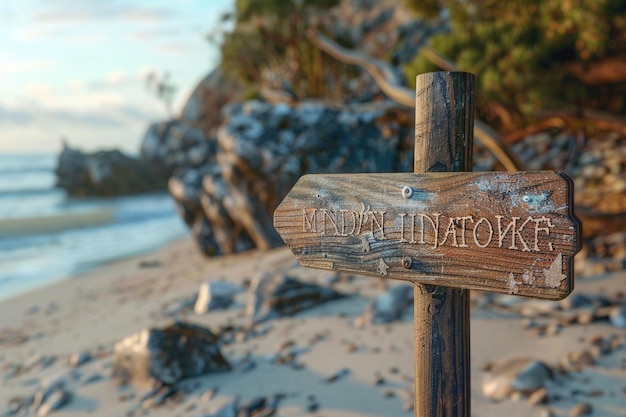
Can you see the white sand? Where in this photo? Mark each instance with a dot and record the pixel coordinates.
(94, 310)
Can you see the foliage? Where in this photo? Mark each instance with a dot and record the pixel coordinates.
(528, 55)
(163, 88)
(267, 47)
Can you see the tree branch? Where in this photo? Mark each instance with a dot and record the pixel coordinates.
(391, 85)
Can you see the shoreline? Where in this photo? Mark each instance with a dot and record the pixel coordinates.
(91, 311)
(17, 289)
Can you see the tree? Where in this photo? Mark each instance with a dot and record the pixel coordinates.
(163, 88)
(533, 55)
(268, 46)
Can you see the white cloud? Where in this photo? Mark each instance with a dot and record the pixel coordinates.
(85, 12)
(9, 66)
(172, 48)
(38, 89)
(115, 77)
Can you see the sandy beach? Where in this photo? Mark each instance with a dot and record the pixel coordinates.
(340, 369)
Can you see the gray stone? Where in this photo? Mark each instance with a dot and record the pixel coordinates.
(54, 401)
(106, 174)
(523, 375)
(79, 358)
(389, 306)
(168, 355)
(617, 316)
(215, 295)
(277, 295)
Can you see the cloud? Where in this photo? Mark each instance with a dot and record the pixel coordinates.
(86, 12)
(173, 48)
(26, 65)
(38, 89)
(157, 33)
(15, 116)
(115, 77)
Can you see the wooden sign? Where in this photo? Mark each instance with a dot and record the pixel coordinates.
(510, 233)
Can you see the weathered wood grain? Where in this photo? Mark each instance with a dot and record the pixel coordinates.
(501, 232)
(441, 320)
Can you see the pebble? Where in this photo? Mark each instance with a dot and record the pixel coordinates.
(582, 409)
(79, 358)
(209, 394)
(56, 400)
(338, 375)
(577, 360)
(617, 317)
(517, 374)
(538, 397)
(585, 316)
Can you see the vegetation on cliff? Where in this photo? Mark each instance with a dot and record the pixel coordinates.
(532, 56)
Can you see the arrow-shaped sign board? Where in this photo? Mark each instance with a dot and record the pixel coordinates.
(510, 233)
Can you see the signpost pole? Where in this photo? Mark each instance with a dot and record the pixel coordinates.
(444, 116)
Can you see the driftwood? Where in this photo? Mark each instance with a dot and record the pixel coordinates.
(391, 85)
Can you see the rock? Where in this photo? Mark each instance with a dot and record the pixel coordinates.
(575, 361)
(617, 316)
(575, 300)
(229, 182)
(388, 306)
(106, 174)
(582, 409)
(48, 386)
(158, 396)
(230, 409)
(214, 296)
(538, 397)
(79, 358)
(342, 373)
(278, 295)
(168, 355)
(17, 405)
(522, 375)
(54, 401)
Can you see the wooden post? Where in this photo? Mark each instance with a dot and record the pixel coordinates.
(447, 232)
(444, 116)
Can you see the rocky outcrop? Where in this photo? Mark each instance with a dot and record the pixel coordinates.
(106, 174)
(389, 306)
(167, 355)
(228, 184)
(277, 295)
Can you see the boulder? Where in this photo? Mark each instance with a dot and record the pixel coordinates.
(277, 295)
(167, 355)
(106, 174)
(228, 184)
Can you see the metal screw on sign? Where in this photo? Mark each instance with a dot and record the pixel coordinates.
(444, 229)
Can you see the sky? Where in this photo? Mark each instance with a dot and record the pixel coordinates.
(75, 70)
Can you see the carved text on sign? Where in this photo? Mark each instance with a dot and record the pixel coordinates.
(434, 229)
(501, 232)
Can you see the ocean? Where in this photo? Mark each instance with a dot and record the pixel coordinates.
(46, 236)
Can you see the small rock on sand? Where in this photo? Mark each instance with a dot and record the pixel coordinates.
(522, 375)
(215, 296)
(388, 306)
(169, 354)
(278, 295)
(582, 409)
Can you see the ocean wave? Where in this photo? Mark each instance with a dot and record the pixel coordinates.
(27, 181)
(27, 162)
(41, 225)
(32, 192)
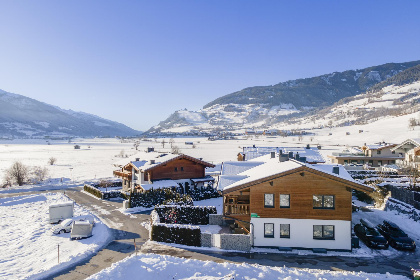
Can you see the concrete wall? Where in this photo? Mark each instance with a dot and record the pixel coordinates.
(301, 234)
(215, 219)
(238, 242)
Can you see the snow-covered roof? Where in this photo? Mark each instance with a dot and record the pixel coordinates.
(236, 167)
(272, 166)
(380, 146)
(160, 184)
(144, 161)
(204, 179)
(312, 154)
(415, 142)
(227, 180)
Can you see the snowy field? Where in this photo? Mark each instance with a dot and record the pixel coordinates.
(151, 266)
(28, 249)
(95, 159)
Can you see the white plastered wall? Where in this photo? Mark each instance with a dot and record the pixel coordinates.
(301, 234)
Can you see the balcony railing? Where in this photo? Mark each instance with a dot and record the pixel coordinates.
(237, 209)
(123, 175)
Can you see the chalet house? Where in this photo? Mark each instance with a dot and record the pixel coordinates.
(159, 170)
(372, 155)
(286, 203)
(411, 149)
(310, 154)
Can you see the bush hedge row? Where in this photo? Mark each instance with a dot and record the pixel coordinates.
(93, 190)
(153, 197)
(203, 193)
(179, 234)
(193, 215)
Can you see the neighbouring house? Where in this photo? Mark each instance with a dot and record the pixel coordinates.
(310, 154)
(147, 170)
(411, 149)
(372, 155)
(282, 202)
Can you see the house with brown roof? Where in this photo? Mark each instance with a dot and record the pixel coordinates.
(411, 149)
(163, 170)
(374, 155)
(287, 203)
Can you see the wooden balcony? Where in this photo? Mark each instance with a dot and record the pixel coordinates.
(123, 175)
(236, 209)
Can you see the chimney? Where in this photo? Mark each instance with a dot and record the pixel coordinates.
(283, 157)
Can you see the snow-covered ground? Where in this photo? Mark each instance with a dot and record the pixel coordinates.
(28, 249)
(151, 266)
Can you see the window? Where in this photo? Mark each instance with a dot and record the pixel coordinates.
(285, 201)
(323, 201)
(268, 200)
(284, 230)
(269, 230)
(324, 232)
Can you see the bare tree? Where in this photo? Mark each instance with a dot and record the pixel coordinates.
(171, 142)
(38, 174)
(175, 150)
(18, 173)
(52, 160)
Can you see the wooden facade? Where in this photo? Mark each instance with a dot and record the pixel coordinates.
(301, 185)
(177, 169)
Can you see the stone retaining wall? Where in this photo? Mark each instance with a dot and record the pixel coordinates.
(238, 242)
(216, 219)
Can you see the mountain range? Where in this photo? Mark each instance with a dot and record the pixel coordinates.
(22, 116)
(263, 107)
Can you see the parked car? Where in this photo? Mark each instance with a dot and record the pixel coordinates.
(396, 237)
(367, 232)
(66, 225)
(81, 229)
(354, 207)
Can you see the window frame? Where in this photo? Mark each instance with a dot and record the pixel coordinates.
(322, 232)
(274, 201)
(323, 202)
(268, 235)
(288, 201)
(285, 236)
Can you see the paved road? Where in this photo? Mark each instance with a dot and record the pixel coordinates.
(127, 227)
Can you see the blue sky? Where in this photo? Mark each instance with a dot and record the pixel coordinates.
(136, 62)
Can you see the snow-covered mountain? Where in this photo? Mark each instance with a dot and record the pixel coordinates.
(21, 116)
(293, 102)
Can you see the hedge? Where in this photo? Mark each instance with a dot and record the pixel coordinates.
(204, 193)
(93, 190)
(153, 197)
(194, 215)
(179, 234)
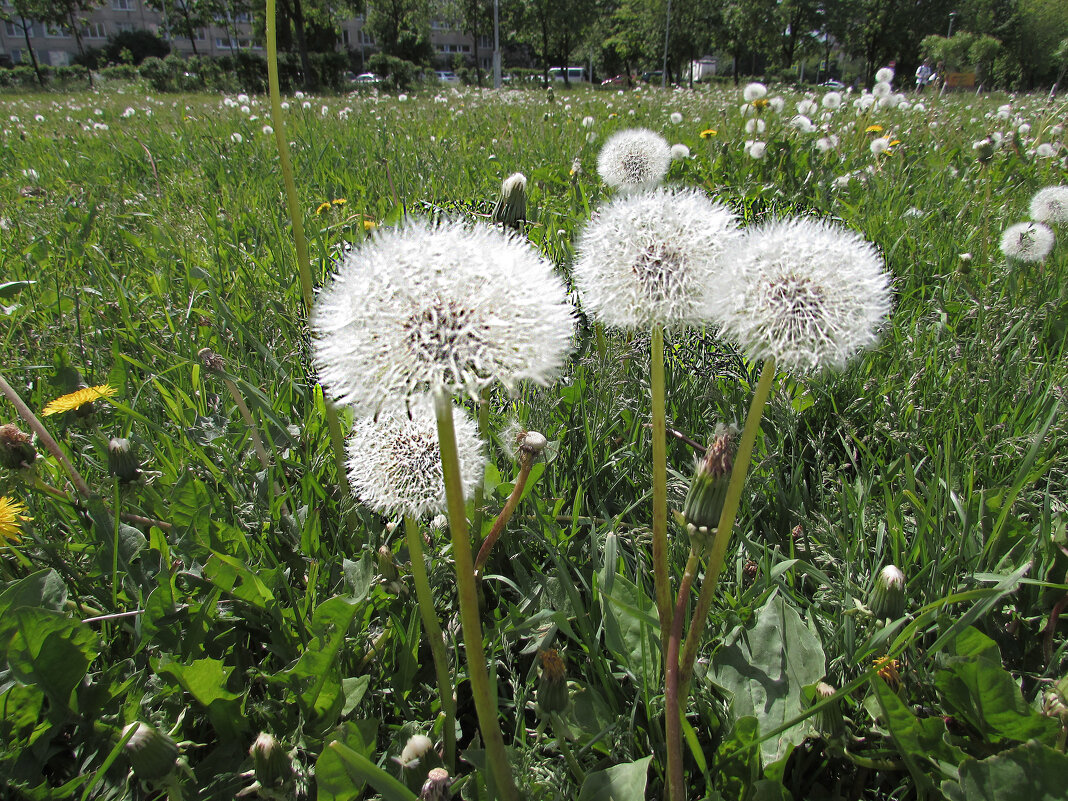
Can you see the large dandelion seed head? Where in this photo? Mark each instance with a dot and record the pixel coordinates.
(634, 159)
(394, 461)
(427, 308)
(653, 257)
(1026, 241)
(1050, 205)
(804, 293)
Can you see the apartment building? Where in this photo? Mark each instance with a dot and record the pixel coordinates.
(58, 46)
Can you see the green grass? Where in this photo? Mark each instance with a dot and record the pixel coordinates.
(943, 451)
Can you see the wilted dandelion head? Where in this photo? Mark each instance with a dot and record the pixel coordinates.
(1050, 205)
(653, 258)
(394, 462)
(427, 308)
(804, 293)
(754, 91)
(1027, 241)
(634, 159)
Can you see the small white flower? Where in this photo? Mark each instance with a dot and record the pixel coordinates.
(653, 257)
(633, 159)
(754, 91)
(1050, 205)
(1027, 241)
(679, 152)
(426, 308)
(394, 461)
(804, 293)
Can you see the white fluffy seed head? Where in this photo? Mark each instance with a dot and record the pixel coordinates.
(394, 461)
(449, 307)
(754, 91)
(803, 292)
(1050, 205)
(634, 159)
(1027, 241)
(654, 257)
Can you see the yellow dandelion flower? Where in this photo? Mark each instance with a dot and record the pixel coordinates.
(78, 398)
(12, 517)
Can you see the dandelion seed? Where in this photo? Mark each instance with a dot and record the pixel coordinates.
(426, 308)
(1027, 241)
(1050, 205)
(12, 517)
(805, 293)
(77, 399)
(633, 159)
(652, 258)
(394, 461)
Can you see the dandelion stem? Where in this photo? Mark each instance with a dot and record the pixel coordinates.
(660, 576)
(742, 458)
(525, 462)
(436, 637)
(300, 240)
(468, 594)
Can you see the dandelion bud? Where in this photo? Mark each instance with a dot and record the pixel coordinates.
(888, 596)
(436, 787)
(552, 686)
(708, 488)
(16, 450)
(511, 209)
(272, 765)
(152, 753)
(122, 460)
(386, 564)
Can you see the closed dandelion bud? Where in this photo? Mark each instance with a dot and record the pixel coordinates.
(829, 720)
(271, 763)
(436, 787)
(152, 753)
(16, 450)
(552, 694)
(386, 564)
(122, 460)
(708, 488)
(511, 209)
(888, 595)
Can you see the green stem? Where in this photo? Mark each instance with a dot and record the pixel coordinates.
(468, 595)
(660, 576)
(436, 637)
(742, 459)
(673, 710)
(300, 240)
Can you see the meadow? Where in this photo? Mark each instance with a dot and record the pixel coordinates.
(216, 579)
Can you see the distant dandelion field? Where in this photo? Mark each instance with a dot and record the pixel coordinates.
(798, 357)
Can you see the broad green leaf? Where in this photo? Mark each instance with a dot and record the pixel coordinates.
(1032, 771)
(50, 650)
(765, 665)
(976, 687)
(618, 783)
(342, 772)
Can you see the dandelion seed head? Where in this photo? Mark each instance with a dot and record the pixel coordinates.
(653, 257)
(803, 292)
(1026, 241)
(633, 159)
(394, 461)
(450, 307)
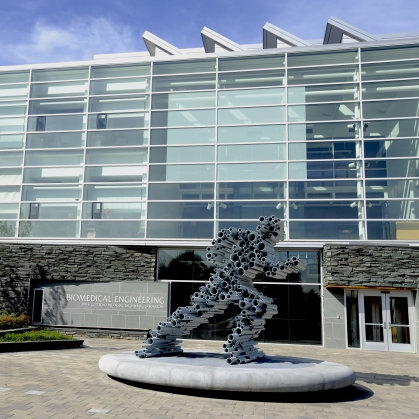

:::

ASSIGNMENT: A word-for-word copy is needed of the lines from the line holding "Can you see the dandelion seed head?" through the end of the records, both included, excluding every picture.

TASK ANSWER:
Can you see the dandelion seed head? Where in this photo? Mark each instance with a dot and record the pixel coordinates.
(653, 257)
(803, 292)
(1026, 241)
(633, 159)
(394, 461)
(450, 307)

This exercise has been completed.